Exercise directions:
Pick out every line in the entries below that contains the string "blue", and copy each of those lines. Case counts.

**** Data listing ****

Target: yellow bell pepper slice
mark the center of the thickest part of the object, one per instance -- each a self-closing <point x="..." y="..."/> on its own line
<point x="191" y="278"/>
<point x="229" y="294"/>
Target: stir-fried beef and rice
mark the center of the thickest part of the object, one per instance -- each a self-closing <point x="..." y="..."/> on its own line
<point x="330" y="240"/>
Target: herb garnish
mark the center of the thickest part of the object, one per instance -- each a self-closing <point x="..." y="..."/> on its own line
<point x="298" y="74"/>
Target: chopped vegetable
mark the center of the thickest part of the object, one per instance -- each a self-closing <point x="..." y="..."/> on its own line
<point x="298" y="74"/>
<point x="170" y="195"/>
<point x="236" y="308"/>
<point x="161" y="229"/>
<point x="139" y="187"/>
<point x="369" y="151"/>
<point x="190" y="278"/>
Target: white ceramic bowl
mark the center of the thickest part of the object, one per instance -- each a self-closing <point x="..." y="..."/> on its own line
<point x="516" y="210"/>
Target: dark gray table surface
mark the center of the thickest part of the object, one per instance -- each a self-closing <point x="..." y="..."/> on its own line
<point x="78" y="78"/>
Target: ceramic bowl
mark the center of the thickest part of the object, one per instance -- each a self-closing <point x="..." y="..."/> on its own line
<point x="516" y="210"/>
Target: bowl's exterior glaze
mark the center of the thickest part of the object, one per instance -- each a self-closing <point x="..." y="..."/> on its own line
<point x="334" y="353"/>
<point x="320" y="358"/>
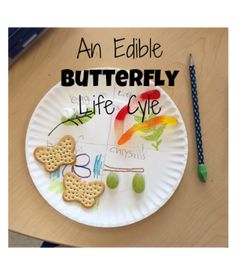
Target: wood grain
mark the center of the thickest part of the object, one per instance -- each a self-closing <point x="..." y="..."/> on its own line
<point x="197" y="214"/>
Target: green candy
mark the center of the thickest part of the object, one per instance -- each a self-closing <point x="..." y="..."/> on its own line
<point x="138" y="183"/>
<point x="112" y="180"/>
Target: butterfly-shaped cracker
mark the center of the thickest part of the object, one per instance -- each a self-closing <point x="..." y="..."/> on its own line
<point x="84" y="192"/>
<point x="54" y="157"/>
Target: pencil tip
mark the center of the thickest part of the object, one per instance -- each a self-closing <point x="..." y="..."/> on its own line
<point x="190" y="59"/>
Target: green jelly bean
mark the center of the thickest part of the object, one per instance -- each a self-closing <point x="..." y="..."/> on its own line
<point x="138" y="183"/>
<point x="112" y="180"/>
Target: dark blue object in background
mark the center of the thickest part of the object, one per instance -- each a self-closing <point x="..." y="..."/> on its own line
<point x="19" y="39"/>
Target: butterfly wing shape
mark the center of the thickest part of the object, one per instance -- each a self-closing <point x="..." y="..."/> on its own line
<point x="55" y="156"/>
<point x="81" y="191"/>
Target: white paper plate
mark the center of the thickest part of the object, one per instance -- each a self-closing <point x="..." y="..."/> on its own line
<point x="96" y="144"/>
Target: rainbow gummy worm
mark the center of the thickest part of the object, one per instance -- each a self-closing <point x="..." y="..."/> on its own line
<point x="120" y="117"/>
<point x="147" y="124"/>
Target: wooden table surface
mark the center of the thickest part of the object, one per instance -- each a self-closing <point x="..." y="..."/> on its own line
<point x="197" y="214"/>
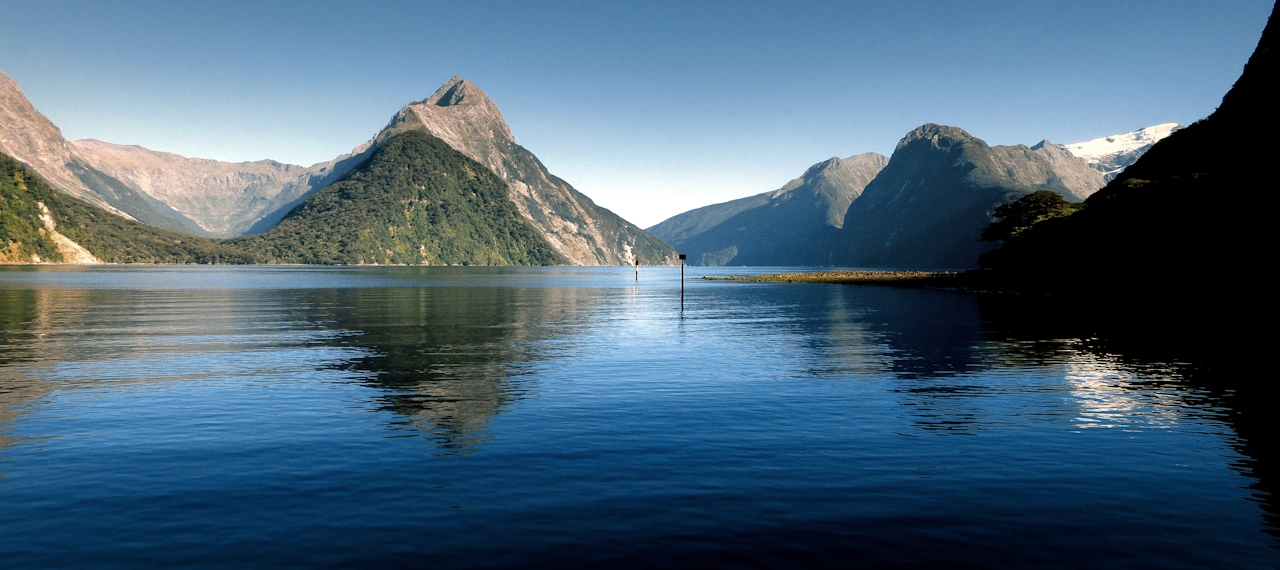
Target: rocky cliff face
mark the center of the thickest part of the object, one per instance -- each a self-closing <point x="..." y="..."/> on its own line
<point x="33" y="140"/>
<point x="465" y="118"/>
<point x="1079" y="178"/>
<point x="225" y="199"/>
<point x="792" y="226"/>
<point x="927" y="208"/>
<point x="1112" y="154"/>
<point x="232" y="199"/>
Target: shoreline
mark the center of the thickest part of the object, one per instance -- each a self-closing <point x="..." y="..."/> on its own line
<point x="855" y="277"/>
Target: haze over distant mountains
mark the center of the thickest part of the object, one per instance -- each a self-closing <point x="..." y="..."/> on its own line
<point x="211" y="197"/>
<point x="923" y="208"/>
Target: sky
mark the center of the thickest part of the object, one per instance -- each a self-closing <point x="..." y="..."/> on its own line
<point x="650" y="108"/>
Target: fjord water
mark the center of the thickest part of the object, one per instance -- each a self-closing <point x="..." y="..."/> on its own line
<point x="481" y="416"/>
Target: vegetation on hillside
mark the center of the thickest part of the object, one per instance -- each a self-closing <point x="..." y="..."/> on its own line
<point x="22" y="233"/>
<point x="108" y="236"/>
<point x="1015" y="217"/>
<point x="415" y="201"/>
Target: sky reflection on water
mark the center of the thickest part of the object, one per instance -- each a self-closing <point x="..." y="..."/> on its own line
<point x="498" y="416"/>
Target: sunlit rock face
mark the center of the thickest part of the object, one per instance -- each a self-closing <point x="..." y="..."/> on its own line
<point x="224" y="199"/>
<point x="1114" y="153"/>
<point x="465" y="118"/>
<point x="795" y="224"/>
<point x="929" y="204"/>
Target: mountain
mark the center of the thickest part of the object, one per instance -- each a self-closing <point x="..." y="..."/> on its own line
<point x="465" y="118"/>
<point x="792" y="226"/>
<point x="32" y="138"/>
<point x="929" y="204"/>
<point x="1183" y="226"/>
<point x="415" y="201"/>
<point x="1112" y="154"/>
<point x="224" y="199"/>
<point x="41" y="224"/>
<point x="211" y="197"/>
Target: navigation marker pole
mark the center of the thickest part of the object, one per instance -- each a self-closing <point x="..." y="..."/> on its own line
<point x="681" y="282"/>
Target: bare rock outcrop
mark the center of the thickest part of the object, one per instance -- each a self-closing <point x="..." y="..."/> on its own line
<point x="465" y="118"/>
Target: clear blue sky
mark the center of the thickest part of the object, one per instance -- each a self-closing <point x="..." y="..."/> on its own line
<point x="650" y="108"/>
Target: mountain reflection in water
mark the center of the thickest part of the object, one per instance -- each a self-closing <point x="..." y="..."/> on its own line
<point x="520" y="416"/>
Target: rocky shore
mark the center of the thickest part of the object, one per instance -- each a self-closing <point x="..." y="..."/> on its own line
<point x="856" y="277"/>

****
**** Data listing ****

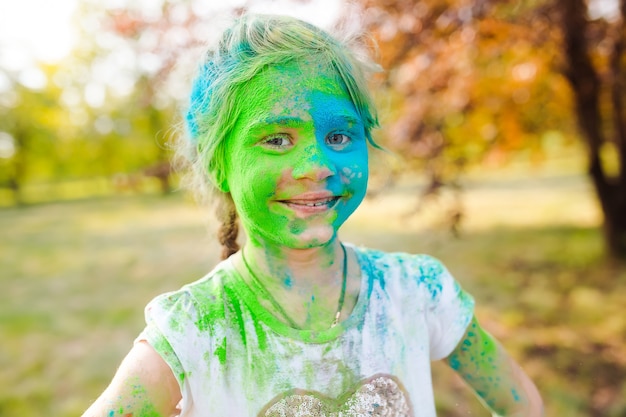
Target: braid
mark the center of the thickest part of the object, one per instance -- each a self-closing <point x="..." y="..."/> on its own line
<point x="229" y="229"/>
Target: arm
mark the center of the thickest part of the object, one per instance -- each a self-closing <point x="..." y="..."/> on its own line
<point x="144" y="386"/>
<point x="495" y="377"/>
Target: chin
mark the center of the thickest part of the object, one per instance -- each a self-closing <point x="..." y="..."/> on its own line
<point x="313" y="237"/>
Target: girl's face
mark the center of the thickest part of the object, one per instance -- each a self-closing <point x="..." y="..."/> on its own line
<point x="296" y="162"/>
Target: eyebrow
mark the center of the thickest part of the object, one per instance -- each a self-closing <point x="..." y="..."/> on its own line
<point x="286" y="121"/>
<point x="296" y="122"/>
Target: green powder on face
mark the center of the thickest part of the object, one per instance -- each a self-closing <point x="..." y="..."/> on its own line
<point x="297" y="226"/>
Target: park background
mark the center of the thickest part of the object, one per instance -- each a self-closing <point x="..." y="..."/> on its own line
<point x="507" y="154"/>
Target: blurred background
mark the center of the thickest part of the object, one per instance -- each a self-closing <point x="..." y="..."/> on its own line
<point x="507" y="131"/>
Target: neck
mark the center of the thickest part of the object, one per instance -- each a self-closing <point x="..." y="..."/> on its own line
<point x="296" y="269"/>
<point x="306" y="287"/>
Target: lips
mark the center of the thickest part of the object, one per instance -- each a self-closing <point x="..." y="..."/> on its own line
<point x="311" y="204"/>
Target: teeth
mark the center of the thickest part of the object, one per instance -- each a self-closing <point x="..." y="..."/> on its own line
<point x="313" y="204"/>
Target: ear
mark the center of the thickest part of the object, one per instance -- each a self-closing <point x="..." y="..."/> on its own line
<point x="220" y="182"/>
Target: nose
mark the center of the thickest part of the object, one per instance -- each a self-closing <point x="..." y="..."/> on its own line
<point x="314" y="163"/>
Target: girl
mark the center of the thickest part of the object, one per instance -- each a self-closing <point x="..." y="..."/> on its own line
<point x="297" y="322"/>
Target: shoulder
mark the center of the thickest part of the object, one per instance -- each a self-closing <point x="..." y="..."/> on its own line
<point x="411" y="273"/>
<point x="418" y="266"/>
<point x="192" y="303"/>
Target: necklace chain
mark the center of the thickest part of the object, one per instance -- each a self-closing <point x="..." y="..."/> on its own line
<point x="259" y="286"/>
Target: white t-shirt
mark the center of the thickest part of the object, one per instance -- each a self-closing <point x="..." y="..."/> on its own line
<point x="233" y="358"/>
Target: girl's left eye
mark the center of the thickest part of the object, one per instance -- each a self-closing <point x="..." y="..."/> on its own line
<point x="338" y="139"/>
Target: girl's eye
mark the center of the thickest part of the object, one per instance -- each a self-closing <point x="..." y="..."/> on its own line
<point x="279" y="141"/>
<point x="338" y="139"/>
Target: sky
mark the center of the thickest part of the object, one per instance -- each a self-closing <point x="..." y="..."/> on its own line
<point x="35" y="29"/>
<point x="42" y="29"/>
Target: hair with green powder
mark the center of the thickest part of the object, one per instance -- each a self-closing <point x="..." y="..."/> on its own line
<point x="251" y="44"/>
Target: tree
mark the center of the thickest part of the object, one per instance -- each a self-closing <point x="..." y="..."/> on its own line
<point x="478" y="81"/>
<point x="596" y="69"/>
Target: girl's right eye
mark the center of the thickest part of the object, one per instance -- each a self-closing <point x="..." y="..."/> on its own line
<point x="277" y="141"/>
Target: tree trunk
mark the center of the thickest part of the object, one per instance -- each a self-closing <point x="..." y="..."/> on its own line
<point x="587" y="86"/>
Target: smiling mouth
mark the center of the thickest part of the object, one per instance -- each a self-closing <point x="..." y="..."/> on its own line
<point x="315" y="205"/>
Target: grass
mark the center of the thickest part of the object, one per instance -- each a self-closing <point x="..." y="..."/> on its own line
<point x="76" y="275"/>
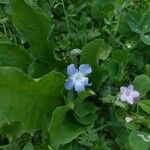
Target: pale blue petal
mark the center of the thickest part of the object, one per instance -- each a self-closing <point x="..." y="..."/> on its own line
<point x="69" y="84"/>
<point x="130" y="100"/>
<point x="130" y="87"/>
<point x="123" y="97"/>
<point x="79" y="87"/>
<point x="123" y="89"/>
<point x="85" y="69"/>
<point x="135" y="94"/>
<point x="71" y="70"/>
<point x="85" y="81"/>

****

In response:
Target: dark blue object in background
Target: clear blue sky
Target: pale blue petal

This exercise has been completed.